Source text:
Within the barns, Sand Creek Dairy has alley scrapers that mechanically scrape the manure to the end of each barn. The flush/flume then transports the mixture to a sand lane. Material that does not settle out in the sand lane is dumped into two settling chambers. The liquid is pumped from the second settling chamber over sloped screens to separate out the large solids. The liquid is then either pumped into the first stage of the four-stage lagoon or recycled through the closed-loop, flush/flume and sand lane system. The four-stage lagoon has a total capacity of about 18 million gallons. Once the liquid manure reaches the fourth stage, Haywood says, it is relatively free of sand and large fiber.
“I’m guessing we are getting about a 90 percent reusable bedding rate on our recycled sand system,” he adds.
The sand in the sand lanes is cleaned out with a loader twice a day. The dairy uses Pro-Act’s manure munching microbes to help improve water quality in the flush system and to minimize odor when the liquid manure is land applied.
Sand Creek Dairy land applies its liquid manure twice a year, contracting MTI and its manure injection drag hose system. While manure is injected on lands close to the dairy or surface applied in the case of hay and alfalfa, the dairy trucks manure stored in lagoon stages one to three and land applies it farther away from the dairy. Luke explains that they have taken this approach because manure collected in lagoon stages one to three tends to have a higher nutrient content and thus presents a higher possibility of creating an odor problem.
Using a drag hose application system has helped maintain good relations between the dairy and its neighbors.
“The advantage we have with the drag hose system is that it minimizes truck and tractor traffic in the neighborhood,” says Haywood. Dan Shaw does a good job of making sure everything is done right. We have too many things at stake to have it done any other way.”

Raw data:

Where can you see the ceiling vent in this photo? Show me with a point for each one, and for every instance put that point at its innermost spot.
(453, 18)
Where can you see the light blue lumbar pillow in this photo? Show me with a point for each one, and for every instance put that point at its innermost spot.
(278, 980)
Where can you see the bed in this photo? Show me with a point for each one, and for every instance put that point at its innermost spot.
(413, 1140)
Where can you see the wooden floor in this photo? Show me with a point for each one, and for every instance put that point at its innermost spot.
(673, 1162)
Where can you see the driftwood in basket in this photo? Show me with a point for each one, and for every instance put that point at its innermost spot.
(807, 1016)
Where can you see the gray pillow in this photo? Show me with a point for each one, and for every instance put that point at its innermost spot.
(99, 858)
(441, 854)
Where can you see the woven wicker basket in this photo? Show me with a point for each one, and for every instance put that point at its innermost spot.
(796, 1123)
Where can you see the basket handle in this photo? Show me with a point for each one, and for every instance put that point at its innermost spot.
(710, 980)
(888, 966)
==
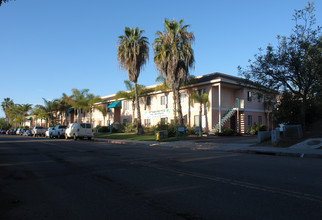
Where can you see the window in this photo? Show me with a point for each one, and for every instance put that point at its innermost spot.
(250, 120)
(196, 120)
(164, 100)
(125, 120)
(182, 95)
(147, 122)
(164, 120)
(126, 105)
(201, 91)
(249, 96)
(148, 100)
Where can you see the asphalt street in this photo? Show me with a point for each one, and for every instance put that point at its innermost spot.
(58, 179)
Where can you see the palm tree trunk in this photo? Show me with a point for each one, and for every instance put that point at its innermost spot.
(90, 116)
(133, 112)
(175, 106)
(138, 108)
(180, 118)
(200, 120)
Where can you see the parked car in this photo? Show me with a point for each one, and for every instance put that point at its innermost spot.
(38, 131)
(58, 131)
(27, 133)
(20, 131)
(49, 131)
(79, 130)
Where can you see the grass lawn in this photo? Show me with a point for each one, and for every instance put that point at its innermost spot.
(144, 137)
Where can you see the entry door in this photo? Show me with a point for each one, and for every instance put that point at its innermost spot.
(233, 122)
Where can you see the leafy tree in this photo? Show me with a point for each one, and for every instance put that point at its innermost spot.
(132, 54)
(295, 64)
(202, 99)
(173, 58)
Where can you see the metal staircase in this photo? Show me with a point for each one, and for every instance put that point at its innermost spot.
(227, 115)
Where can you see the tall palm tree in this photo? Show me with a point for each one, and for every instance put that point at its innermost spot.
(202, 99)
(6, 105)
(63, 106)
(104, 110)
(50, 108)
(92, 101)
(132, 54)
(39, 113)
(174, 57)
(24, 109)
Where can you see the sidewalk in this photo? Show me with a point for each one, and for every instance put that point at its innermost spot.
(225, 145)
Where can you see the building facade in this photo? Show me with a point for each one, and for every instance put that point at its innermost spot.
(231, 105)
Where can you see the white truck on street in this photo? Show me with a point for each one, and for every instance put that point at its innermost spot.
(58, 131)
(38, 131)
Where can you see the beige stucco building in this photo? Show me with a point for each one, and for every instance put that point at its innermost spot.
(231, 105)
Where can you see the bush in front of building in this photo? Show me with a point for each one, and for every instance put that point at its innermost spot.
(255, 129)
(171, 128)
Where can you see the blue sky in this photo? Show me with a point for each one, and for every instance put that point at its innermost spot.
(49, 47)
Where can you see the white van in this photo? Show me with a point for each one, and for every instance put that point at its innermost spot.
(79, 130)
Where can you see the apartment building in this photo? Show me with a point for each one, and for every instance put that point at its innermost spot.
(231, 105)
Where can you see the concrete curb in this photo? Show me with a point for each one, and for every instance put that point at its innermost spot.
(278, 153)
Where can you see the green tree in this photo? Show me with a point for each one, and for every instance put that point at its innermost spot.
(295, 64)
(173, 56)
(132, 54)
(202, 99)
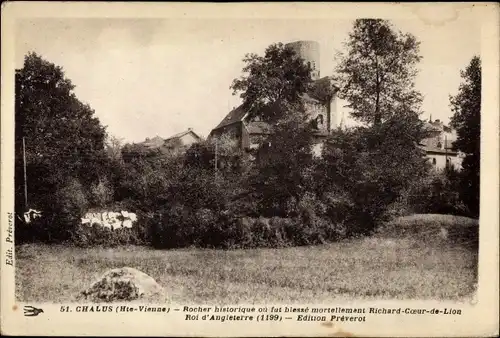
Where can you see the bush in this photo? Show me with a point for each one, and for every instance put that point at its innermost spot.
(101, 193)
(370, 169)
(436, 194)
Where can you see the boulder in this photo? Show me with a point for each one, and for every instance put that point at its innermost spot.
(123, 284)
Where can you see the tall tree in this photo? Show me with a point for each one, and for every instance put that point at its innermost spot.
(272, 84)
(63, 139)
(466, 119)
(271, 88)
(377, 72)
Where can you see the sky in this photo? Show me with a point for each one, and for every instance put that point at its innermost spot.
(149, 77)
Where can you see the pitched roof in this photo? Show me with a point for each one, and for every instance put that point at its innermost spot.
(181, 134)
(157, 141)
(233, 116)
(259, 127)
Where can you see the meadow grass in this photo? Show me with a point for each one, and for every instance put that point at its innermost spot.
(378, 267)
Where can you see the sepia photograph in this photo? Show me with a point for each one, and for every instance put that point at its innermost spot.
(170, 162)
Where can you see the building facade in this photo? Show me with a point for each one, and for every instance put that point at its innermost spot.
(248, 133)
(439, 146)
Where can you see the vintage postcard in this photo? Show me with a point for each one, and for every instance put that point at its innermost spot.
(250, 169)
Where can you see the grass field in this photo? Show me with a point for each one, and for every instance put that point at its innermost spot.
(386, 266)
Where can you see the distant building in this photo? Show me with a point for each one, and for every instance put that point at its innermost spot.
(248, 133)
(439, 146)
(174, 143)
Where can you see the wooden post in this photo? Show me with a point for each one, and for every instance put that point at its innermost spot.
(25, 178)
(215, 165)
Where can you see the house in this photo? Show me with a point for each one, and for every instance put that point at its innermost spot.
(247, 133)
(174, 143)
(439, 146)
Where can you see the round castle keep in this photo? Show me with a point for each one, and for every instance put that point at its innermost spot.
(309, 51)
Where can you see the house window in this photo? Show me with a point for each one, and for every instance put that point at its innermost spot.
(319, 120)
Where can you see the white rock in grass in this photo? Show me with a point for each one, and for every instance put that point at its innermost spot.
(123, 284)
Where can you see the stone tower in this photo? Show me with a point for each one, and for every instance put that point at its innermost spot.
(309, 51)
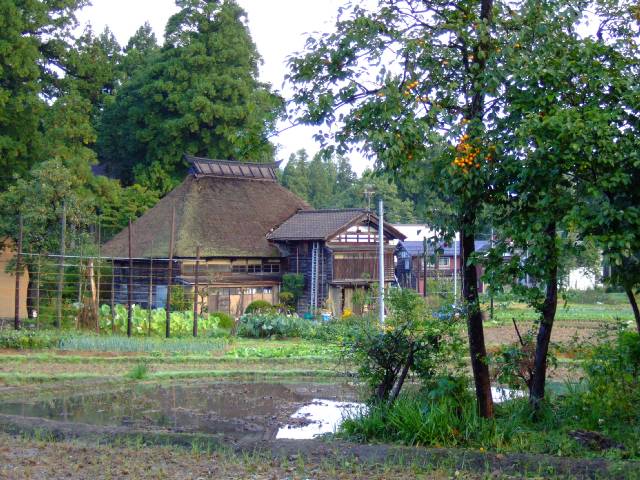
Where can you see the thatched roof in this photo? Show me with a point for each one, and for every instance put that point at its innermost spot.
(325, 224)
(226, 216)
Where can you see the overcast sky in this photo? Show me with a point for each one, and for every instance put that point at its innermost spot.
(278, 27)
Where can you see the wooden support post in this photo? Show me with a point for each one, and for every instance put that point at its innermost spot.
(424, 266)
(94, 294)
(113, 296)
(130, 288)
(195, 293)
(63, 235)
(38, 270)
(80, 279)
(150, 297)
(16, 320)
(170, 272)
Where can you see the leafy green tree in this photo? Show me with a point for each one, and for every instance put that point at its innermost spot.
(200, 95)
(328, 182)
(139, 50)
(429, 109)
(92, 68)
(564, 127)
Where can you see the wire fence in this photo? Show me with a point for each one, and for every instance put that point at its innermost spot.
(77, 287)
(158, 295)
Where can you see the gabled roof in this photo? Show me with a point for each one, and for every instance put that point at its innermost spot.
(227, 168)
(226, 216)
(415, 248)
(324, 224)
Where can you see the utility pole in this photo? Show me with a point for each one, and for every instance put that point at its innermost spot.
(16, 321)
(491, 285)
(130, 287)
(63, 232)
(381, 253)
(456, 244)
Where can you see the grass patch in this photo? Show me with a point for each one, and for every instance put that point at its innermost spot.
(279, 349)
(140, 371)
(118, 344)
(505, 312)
--
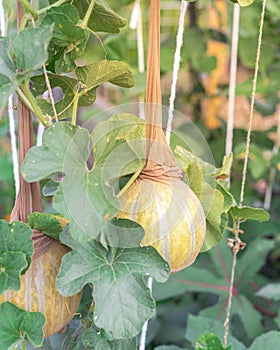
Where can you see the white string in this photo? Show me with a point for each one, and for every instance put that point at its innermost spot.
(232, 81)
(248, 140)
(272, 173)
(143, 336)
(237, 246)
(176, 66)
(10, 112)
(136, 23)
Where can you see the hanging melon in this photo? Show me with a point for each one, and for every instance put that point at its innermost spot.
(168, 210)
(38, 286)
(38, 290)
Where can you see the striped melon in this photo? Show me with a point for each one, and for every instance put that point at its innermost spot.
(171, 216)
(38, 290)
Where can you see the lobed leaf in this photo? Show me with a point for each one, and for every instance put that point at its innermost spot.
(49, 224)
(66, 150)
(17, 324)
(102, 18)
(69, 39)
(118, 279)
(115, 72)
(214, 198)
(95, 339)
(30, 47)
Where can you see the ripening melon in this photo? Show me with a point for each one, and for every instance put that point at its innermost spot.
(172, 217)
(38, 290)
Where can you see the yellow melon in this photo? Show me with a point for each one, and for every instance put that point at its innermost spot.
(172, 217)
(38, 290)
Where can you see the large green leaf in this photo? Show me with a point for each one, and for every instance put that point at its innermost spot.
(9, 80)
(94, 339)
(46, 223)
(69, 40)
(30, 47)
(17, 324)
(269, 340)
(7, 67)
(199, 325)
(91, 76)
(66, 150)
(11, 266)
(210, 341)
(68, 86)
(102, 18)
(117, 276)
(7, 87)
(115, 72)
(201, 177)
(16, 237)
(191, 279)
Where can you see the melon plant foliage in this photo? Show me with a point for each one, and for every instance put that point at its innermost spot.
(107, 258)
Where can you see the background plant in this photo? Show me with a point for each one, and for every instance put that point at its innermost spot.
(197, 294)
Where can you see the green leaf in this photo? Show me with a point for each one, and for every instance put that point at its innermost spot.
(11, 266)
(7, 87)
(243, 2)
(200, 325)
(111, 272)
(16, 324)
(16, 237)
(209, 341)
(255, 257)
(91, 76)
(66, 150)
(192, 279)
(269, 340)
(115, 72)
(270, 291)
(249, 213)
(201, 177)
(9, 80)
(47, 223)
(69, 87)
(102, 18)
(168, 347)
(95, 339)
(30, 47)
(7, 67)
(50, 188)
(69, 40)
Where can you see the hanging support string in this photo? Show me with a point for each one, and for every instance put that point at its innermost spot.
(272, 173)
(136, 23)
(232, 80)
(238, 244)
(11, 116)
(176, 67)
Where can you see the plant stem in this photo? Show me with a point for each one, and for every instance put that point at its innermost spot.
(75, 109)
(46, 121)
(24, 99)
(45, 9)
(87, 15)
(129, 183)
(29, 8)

Exercise description:
Can you extract, word for word, the part of the dairy manure text between "The sand in" and "and its neighbors.", inclusive?

Task response:
The sand in the sand lanes is cleaned out with a loader twice a day. The dairy uses Pro-Act’s manure munching microbes to help improve water quality in the flush system and to minimize odor when the liquid manure is land applied.
Sand Creek Dairy land applies its liquid manure twice a year, contracting MTI and its manure injection drag hose system. While manure is injected on lands close to the dairy or surface applied in the case of hay and alfalfa, the dairy trucks manure stored in lagoon stages one to three and land applies it farther away from the dairy. Luke explains that they have taken this approach because manure collected in lagoon stages one to three tends to have a higher nutrient content and thus presents a higher possibility of creating an odor problem.
Using a drag hose application system has helped maintain good relations between the dairy and its neighbors.